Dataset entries
>>
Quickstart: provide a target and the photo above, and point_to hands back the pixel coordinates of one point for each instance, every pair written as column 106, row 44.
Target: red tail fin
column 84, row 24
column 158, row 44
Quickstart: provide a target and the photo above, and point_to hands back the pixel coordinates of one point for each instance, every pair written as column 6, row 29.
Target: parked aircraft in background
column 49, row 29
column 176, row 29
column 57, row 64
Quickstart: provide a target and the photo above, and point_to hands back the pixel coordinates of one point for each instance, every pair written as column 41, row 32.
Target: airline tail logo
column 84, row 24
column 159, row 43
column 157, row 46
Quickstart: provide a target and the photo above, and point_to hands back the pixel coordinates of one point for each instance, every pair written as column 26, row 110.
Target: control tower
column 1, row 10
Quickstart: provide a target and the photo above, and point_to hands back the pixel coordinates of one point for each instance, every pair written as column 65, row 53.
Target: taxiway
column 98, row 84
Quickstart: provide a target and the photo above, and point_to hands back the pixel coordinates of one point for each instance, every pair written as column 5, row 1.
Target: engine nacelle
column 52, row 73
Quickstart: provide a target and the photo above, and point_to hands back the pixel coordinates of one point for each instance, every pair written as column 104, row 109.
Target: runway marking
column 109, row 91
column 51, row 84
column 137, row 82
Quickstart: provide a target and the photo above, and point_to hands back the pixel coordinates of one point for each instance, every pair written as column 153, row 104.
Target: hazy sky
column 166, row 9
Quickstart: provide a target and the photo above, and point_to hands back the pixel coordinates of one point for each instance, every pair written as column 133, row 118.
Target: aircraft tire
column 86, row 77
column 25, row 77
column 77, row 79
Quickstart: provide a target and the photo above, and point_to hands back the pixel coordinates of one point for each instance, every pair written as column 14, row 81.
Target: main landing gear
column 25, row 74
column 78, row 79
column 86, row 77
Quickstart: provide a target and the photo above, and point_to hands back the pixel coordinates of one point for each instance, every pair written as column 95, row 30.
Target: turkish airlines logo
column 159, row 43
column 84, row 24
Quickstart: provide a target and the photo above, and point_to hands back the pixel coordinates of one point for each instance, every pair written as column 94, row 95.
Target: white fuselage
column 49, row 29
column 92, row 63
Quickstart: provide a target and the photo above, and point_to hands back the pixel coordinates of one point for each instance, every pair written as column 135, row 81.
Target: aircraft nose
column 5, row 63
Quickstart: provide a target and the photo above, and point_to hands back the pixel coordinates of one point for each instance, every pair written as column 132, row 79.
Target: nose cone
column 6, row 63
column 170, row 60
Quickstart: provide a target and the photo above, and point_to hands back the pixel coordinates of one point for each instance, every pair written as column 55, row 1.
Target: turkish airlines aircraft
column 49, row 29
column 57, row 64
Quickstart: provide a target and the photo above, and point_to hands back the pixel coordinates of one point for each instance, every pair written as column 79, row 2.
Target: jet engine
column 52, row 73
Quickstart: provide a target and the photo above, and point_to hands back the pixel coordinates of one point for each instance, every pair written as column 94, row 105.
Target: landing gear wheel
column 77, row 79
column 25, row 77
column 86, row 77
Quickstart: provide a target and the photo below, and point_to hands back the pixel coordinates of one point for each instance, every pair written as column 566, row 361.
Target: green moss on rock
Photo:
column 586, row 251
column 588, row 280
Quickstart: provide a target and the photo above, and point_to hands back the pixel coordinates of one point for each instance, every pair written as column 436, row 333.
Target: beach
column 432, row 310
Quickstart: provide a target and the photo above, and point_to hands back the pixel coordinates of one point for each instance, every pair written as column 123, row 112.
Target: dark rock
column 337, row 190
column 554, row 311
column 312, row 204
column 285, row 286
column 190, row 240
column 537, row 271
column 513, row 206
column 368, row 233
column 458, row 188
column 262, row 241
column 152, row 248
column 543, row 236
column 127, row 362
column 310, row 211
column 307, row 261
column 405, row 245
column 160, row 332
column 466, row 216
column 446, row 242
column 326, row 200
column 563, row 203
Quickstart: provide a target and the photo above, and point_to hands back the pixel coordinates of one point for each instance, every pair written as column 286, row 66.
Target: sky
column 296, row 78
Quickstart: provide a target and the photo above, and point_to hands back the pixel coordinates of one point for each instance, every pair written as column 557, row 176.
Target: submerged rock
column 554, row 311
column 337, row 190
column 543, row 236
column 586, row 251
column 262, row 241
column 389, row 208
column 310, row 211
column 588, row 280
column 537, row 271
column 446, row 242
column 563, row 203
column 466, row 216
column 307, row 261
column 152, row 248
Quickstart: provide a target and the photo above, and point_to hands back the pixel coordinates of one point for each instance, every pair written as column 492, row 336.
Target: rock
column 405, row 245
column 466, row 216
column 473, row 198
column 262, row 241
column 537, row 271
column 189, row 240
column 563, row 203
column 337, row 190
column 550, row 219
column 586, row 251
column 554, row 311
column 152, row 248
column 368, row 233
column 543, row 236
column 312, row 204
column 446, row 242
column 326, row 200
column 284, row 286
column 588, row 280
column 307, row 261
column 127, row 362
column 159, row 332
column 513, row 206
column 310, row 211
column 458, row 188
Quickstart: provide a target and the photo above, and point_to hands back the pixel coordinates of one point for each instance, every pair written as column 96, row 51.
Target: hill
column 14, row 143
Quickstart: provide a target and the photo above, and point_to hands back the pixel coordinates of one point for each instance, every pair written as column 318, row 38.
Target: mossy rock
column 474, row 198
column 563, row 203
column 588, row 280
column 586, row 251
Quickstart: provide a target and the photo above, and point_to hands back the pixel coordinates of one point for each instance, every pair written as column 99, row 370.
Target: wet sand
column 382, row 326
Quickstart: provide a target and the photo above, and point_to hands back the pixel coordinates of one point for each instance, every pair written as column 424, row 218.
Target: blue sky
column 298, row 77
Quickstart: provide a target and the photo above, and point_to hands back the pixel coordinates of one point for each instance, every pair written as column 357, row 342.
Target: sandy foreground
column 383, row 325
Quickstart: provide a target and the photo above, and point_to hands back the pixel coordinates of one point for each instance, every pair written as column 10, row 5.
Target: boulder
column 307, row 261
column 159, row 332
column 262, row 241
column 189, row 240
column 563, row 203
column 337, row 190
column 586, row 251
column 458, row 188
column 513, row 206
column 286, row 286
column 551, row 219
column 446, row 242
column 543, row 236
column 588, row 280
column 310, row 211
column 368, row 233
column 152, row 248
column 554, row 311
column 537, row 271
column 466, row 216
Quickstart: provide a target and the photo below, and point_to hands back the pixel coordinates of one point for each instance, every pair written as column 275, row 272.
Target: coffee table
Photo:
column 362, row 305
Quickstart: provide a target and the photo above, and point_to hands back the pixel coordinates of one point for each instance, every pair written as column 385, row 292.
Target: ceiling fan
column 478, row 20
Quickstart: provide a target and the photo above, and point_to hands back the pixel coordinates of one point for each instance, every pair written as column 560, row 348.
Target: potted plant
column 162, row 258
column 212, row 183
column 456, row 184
<<
>>
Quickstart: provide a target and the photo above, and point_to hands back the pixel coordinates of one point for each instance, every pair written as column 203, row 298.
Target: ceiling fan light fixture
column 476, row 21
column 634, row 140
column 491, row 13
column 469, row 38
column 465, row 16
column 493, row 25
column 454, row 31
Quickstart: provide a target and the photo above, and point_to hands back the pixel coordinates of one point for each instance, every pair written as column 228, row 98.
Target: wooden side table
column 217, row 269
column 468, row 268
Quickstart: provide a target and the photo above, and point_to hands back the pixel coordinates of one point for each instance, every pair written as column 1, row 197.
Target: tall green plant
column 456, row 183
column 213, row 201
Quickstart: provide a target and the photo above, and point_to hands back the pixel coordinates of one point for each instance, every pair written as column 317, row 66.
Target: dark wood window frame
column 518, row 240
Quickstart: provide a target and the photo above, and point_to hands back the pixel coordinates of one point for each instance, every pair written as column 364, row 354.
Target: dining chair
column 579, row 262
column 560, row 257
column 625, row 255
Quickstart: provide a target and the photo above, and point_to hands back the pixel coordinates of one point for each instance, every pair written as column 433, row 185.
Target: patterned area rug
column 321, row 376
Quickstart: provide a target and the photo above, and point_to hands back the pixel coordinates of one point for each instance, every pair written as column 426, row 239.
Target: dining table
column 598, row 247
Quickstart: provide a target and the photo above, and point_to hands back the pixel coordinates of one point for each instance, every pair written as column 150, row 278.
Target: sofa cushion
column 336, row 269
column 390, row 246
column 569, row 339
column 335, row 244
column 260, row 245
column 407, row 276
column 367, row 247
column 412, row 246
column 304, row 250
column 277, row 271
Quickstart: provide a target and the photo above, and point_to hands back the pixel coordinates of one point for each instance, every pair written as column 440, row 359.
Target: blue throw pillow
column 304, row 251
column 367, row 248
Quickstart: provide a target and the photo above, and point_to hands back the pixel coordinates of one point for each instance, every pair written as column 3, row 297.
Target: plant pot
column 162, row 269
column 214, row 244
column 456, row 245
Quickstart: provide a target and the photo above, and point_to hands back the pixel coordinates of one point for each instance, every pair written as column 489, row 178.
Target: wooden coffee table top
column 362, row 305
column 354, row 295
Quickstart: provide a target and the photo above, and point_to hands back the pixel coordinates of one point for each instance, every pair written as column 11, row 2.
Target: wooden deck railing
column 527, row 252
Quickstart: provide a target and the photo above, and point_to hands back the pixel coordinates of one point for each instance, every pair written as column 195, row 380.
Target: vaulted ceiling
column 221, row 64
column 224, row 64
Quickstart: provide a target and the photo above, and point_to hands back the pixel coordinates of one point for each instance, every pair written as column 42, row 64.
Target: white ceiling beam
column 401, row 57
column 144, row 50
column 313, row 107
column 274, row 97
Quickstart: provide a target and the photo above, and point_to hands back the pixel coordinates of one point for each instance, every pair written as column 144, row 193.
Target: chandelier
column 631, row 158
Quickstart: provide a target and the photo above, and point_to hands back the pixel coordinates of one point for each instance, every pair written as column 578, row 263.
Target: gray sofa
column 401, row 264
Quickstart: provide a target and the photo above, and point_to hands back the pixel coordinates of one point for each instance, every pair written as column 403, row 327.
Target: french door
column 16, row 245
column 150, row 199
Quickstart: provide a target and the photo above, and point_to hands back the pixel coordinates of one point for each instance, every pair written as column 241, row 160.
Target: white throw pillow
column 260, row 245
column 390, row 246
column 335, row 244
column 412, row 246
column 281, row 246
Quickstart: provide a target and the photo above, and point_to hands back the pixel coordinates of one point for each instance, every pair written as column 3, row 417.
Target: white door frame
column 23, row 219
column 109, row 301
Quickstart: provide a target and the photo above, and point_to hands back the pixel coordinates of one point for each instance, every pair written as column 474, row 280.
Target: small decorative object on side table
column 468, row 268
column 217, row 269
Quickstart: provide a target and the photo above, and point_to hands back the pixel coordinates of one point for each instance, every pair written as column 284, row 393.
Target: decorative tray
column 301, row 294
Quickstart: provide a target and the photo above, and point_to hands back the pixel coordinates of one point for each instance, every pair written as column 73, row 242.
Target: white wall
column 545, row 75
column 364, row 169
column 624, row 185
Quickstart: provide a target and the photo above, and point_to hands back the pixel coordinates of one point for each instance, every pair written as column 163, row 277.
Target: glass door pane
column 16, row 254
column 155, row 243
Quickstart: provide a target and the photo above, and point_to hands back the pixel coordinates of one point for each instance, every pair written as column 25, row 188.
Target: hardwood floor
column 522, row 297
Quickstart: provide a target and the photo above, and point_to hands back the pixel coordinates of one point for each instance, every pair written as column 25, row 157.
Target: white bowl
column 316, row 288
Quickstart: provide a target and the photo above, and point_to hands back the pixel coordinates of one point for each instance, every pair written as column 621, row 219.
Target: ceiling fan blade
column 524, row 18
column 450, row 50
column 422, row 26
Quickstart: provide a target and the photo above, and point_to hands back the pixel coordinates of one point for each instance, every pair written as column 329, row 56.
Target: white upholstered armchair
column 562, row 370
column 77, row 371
<<
» Exercise aim: Reproduce, word for word and in full, only the lines above that start at the line with "106, row 44." and run through the line with "column 5, row 1.", both ends included.

» Written reply:
Quickstart: provide a target and the photo above, and point_to hands back the pixel coordinates of one point for each instance, every pair written as column 106, row 44.
Target: red tail fin
column 84, row 24
column 158, row 44
Quickstart: provide a target and the photo above, and point_to hands back the pixel coordinates of one point for each instance, every pair written as column 6, row 29.
Target: parked aircraft in background
column 49, row 29
column 176, row 29
column 57, row 64
Quickstart: provide a target and the photo above, and point_to hands back the pixel coordinates of one point for each instance, every pair written as column 41, row 32.
Target: airline tail logo
column 84, row 24
column 159, row 43
column 157, row 46
Quickstart: provide a target and the photo above, and point_to hands back the pixel coordinates of one point for each instance, every pair written as column 26, row 110.
Target: control tower
column 1, row 10
Quickstart: provide a target and the photo above, and point_to hands back the pixel coordinates of one point for each instance, every pair written as column 65, row 53.
Target: taxiway
column 98, row 84
Quickstart: provide a target and the photo above, and point_to hands back the pixel coordinates of one point for each instance, every pair written as column 5, row 1.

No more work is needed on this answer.